**記述問題:** 以下のすべてのエントリを、指示の行も含めて全行書き直してください。解答の座標はどの数値にも32を足してずらし、指示文や出力例の数値は元のままにする。

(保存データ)
# # # # # # #

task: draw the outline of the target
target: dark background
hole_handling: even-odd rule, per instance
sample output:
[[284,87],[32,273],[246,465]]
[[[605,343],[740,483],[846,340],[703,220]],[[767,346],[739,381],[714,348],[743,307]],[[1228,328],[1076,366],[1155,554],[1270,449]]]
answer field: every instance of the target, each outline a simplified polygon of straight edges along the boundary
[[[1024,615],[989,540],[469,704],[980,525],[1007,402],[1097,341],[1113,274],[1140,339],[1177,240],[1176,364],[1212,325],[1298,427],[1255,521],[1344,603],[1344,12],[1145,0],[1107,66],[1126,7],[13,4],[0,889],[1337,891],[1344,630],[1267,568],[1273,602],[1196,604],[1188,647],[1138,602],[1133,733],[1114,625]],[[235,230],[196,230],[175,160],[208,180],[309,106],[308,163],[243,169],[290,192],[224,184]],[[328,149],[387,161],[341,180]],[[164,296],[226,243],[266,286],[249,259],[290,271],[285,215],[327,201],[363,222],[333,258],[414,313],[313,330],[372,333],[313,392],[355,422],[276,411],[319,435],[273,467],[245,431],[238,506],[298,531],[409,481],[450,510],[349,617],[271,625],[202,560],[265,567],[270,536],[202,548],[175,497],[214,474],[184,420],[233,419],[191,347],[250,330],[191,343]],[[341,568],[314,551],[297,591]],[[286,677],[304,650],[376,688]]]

# # # # # # #

**解答例:**
task: draw the outline of the target
target: dark background
hole_handling: even-odd rule, per instance
sample output:
[[284,87],[32,273],[246,465]]
[[[605,343],[740,483],[846,340],[703,220]],[[767,346],[739,381],[714,348],[743,307]],[[1228,328],[1076,366],[1155,554],[1270,449]]]
answer field: every instance of the target, each outline a simplified polygon of straight edges along the boundary
[[[1056,647],[1021,572],[501,736],[1012,557],[1039,434],[1129,373],[1145,306],[1172,371],[1209,272],[1208,396],[1244,357],[1330,459],[1287,553],[1376,635],[1376,44],[1177,32],[1139,98],[1158,39],[45,36],[32,921],[1369,923],[1376,662],[1299,600],[1305,634],[1228,636],[1220,679],[1170,634],[1165,765],[1146,657]],[[267,262],[228,262],[207,192],[240,212],[341,138],[340,195],[275,201],[322,224],[256,216]],[[360,181],[419,193],[373,212]],[[196,328],[258,275],[298,318],[281,291],[322,303],[317,247],[359,233],[395,254],[365,290],[446,345],[345,362],[404,365],[345,424],[387,454],[308,443],[351,467],[305,499],[277,463],[270,538],[330,563],[441,513],[482,542],[381,649],[303,657],[234,592],[297,599],[302,568],[234,580],[207,529],[246,506],[216,452],[265,451],[223,379],[282,362],[223,375]],[[373,600],[346,583],[329,623]],[[318,709],[336,682],[408,720]]]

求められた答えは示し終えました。